## [Exercise]
Among the entries below, tally the lines that include "trees", and give the number alone.

## [Extracted entries]
_ _ _ _ _
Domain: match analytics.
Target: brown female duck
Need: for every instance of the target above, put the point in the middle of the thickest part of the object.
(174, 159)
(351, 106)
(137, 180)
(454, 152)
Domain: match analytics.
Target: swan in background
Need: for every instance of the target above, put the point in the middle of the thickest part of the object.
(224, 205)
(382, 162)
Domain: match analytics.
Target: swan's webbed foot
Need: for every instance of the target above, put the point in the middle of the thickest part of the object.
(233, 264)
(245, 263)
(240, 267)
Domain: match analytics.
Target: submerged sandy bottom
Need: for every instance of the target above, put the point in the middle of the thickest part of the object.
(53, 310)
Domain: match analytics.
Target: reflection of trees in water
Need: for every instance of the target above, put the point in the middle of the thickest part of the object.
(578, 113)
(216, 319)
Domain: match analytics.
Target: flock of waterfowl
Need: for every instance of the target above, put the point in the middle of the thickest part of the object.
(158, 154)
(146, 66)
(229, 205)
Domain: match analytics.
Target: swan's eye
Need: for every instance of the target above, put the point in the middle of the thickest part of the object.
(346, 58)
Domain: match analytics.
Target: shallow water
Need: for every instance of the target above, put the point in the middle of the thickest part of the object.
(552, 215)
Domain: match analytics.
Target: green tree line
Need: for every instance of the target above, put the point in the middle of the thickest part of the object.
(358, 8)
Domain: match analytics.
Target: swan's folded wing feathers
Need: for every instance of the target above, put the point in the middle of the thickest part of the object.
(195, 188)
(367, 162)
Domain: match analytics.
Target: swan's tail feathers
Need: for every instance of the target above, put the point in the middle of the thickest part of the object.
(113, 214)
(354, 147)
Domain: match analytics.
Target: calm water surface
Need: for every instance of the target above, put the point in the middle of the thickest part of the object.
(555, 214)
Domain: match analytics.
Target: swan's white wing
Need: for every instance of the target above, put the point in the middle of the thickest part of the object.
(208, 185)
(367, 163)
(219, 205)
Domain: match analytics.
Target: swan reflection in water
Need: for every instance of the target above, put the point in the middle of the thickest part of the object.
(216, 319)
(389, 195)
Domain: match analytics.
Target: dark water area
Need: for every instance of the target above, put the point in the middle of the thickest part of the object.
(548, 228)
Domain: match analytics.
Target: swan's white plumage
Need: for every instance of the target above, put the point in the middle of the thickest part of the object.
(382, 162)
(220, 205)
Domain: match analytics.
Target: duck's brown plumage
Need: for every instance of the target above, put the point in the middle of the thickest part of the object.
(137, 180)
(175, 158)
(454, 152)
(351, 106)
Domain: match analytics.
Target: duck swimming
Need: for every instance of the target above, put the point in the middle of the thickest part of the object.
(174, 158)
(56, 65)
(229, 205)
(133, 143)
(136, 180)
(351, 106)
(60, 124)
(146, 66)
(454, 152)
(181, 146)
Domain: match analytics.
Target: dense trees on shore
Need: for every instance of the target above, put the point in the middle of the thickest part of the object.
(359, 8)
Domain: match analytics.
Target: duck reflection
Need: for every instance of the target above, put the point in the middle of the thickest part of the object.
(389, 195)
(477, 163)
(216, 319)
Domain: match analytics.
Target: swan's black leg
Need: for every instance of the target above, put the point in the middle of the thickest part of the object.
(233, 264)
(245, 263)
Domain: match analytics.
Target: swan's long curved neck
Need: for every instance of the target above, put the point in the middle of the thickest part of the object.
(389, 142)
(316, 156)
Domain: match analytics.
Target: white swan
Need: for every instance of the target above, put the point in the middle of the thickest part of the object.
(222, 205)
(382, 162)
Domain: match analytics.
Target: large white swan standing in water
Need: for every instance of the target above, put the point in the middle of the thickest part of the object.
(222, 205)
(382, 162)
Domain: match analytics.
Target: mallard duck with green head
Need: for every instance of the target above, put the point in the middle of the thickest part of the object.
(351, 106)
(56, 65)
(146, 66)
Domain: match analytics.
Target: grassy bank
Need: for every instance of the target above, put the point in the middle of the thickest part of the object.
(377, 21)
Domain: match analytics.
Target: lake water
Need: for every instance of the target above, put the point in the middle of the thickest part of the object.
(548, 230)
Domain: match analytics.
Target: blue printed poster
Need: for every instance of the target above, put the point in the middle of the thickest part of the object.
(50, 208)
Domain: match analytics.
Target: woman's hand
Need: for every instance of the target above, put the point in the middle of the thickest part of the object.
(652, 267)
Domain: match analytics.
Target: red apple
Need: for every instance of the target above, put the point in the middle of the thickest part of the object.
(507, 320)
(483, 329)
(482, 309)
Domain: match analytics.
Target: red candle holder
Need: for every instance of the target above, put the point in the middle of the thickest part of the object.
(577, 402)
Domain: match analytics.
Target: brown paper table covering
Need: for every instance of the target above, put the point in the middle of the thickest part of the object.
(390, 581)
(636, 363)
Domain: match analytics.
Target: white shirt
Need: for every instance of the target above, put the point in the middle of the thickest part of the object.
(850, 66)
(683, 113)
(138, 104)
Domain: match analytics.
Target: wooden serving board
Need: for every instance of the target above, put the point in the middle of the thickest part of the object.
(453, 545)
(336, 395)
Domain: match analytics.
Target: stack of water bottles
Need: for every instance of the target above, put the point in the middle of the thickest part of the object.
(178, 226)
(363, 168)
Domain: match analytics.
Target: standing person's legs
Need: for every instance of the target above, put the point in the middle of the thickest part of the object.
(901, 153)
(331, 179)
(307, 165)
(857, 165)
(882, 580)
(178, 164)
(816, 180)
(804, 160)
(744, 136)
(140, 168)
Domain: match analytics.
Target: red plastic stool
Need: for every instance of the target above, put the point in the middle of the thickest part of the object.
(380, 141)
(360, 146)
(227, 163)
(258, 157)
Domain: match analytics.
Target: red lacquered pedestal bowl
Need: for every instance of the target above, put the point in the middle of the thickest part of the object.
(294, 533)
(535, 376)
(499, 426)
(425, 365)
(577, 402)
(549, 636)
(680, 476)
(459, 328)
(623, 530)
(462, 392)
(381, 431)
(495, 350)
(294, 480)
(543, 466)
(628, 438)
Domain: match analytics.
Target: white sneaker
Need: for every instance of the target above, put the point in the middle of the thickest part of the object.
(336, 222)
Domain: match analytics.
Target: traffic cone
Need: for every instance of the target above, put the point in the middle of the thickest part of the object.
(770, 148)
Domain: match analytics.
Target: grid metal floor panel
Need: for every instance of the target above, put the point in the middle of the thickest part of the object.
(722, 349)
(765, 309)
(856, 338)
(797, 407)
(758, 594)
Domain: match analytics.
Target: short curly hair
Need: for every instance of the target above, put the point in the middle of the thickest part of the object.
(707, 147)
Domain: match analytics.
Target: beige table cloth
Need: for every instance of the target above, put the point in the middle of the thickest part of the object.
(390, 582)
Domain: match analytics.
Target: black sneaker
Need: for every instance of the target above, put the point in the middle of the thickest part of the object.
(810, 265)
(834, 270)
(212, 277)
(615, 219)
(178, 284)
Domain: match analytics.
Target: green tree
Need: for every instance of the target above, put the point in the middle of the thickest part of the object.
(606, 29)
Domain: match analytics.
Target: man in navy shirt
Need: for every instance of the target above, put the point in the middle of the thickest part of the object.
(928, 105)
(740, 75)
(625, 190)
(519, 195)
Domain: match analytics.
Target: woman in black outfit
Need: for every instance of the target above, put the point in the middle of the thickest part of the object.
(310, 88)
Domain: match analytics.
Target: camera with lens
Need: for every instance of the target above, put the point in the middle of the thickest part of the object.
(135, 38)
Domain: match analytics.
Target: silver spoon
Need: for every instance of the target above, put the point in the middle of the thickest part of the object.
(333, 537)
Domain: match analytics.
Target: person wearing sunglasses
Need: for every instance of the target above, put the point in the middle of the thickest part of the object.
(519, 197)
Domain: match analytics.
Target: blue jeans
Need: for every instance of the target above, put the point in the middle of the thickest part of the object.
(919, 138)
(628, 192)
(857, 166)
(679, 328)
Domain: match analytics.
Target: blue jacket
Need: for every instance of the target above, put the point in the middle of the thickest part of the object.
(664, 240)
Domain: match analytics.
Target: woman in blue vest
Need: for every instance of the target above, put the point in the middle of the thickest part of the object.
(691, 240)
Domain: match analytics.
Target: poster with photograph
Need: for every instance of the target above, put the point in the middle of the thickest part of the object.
_ _ _ _ _
## [Output for this task]
2